Given information
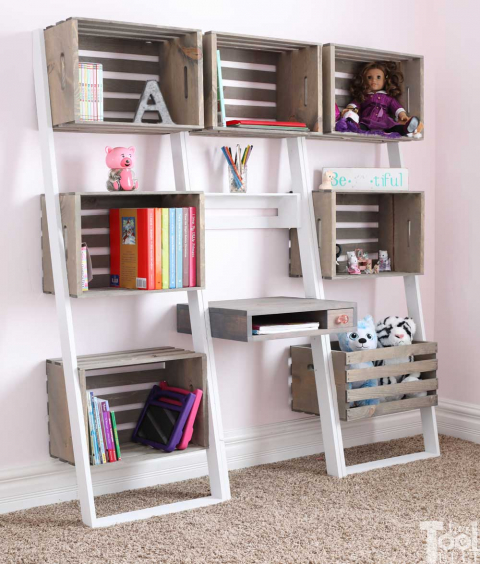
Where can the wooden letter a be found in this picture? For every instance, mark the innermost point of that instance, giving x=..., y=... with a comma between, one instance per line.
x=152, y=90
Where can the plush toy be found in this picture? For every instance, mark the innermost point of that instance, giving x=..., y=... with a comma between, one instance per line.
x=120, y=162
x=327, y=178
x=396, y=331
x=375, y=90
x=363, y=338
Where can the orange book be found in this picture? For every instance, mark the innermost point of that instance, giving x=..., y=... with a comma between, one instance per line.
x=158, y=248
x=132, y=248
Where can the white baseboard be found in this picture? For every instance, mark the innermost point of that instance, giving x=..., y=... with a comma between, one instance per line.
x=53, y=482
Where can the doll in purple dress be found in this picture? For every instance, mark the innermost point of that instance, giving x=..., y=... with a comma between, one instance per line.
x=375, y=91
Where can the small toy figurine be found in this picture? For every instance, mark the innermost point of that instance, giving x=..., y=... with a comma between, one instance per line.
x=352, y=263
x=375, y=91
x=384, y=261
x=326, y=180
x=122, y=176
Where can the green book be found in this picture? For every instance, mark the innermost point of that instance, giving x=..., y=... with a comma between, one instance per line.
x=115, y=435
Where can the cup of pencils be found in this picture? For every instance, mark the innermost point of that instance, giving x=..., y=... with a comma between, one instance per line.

Objective
Copy every line of the listing above word for word, omitting the pictures.

Full answer
Where can the wooden letter a be found in this picture? For every instance, mark the innermost point of that instance, giving x=..., y=... with a comma between, one instance per line.
x=152, y=90
Where can the plush toy be found in this picture? For every instance, mark the innermost point of that instance, giving x=..., y=... with a comma between, one instance per line.
x=120, y=162
x=327, y=178
x=396, y=331
x=375, y=90
x=363, y=338
Where can the orange book be found in this picture? For every instance, mark the innermost point of that instance, giving x=..., y=... with a comma between, one instance per line.
x=158, y=248
x=132, y=248
Where can the white baseboard be found in this picture? For every instance, mark the innermost point of that instance, giving x=..., y=... with a comma between, one instance per line.
x=53, y=482
Where can the doll in purple dress be found in this picture? For every instance, mark the innermost point of that instance, giving x=..., y=... with a comma between, one instance per line.
x=375, y=91
Where can the small toy figurine be found in this picture? For every instance, mark the innermost point of that instance, giving x=..., y=... with a comma between, one instance per line.
x=352, y=263
x=375, y=91
x=384, y=261
x=326, y=180
x=122, y=176
Where can the green book be found in this picture? For every instance, mark the innermost point of that instance, giving x=..., y=... with a comma between, one instance per line.
x=115, y=435
Where can the cup of pencils be found in this picture? For every instance, mark the innermost point of that instance, giving x=..., y=... with a comma between, one instance per line.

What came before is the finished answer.